Rows from a dataset:
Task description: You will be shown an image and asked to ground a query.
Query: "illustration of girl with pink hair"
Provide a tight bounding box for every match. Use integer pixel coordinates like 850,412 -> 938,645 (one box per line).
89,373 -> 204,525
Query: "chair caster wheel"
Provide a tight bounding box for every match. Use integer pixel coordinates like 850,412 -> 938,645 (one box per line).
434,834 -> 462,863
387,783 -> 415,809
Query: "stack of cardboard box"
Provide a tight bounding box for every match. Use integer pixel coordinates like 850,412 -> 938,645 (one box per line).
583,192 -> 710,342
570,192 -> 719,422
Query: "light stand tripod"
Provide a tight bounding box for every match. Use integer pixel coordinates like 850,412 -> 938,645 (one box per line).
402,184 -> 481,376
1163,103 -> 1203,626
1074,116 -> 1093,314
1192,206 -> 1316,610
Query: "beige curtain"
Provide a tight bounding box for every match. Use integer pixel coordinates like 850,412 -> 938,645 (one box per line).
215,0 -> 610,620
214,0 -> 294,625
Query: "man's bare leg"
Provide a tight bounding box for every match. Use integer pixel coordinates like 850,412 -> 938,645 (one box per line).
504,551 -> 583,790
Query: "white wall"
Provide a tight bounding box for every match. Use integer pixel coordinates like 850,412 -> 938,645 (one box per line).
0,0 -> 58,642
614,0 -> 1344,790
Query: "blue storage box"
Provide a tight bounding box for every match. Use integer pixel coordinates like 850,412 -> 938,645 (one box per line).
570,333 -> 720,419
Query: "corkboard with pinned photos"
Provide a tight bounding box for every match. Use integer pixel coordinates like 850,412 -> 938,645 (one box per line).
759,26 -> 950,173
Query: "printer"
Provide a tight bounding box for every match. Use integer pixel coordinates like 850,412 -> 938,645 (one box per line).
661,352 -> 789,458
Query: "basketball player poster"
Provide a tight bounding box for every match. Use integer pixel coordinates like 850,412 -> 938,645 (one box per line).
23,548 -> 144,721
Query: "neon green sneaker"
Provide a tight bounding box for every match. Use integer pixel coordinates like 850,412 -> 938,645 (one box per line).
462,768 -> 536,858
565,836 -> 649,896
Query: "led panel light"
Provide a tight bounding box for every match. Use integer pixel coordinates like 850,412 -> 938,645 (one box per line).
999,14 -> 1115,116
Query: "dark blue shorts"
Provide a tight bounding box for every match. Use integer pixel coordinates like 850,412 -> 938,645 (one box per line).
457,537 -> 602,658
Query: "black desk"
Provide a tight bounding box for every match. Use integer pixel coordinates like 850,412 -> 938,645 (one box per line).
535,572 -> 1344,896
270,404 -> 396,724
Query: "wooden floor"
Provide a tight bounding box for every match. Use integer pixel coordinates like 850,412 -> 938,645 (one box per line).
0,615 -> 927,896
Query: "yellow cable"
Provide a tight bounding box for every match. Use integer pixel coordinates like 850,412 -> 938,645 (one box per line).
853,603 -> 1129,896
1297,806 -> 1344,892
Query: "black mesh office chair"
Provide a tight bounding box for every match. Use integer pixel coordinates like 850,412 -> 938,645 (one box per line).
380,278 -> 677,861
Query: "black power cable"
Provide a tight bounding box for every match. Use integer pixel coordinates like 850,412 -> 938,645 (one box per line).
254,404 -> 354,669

Directive: Reproduce every one of the rows above word for word, from the first to the last.

Exercise response:
Task description: You will be shown an image and asked to ground a query.
Query: "illustration of girl with pink hair"
Provide a tight bounding box for every match. Use integer pixel coordinates like 850,412 -> 938,645 (one box per line).
89,373 -> 204,525
Query: "chair caster wheel"
Provide a tight bounding box for every match. Use integer pixel coordinates like 850,412 -> 938,645 (one box per line).
434,834 -> 462,863
387,783 -> 415,809
Query: "stack of cardboard box"
Provide a tight bounding box for every match. Use integer pixel coordinates like 850,412 -> 938,645 (one box per line).
583,192 -> 710,342
570,192 -> 719,422
Query: "light stand tripod"
Provide a tight bounding box for every match. Use integer pixel coordinates like 850,412 -> 938,645 (one box per line).
402,184 -> 481,376
1163,103 -> 1203,626
1074,116 -> 1093,314
1192,206 -> 1316,610
Query: "beige curtain"
Provide a tight bounding box for every match. Use integer pixel coordinates like 850,412 -> 938,645 (one box per line).
215,0 -> 610,620
214,0 -> 294,625
Query: "man's bare leg"
Provide a tight bounding box for every match. Use integer pixel coordinates like 850,412 -> 938,645 (one box per line).
504,551 -> 583,790
Query: "white wall"
Provide a tight bounding box for every match. Use integer pixel coordinates like 850,412 -> 938,645 (one box per line).
0,0 -> 58,642
614,0 -> 1344,790
Query: "blue storage box"
Provide a tight bounding box for every match. Use integer pixel coordinates like 850,412 -> 938,645 (one box per line).
570,333 -> 720,419
Query: "corkboard with pinned photos"
Provide a tight bounding box for every match. Use integer pixel coordinates like 850,412 -> 938,645 (one box per line).
759,26 -> 950,173
Query: "printer"
Provide a tight bounding box for every match. Use integer pixel coordinates like 850,412 -> 938,645 (one box per line).
661,352 -> 789,458
Query: "basketball player poster"
Provide a tight bounding box for every match. Use integer pixel coordinates like 850,412 -> 938,645 (one box per line).
23,548 -> 144,721
Query: "neon green sneaker"
Provide a tight bounding box for every match. Use integer pixel coordinates like 850,412 -> 938,645 (one box per line).
462,768 -> 536,858
565,836 -> 649,896
Query: "led panel light"
Provide a tight bounding box for every match. Use integer pixel coordinates like 850,412 -> 938,645 (one box per line).
999,14 -> 1115,116
Query: "dark blue shorts"
Provide a tight bounding box for every match. Use integer pixel coordinates like 850,412 -> 938,645 (one box per line).
457,537 -> 602,658
Query: "black desk"
Provide a tight bounding box for every match. Use integer pixel coordinates like 850,412 -> 938,645 (one box per line).
535,572 -> 1344,896
270,404 -> 396,724
Query: "wooden floor"
Provide a tight bounding box for every match. Use integer pixel coordinates like 850,412 -> 938,645 (one box per line).
0,615 -> 927,896
Query: "yellow cable"
Provide a tight bounding box for every match. Use integer pixel coordinates like 850,412 -> 938,645 (one box per line).
853,603 -> 1129,896
1297,806 -> 1344,892
Query: "black mesh office chair"
Provide a tight bounding box for every match. Use integer pixel coordinates like 850,412 -> 938,645 (one box per line).
380,278 -> 677,861
Query: "black power cable"
Provide a tight bounding box for every match. Use integer pixel coordinates like 850,412 -> 938,645 (one box per line).
254,404 -> 354,669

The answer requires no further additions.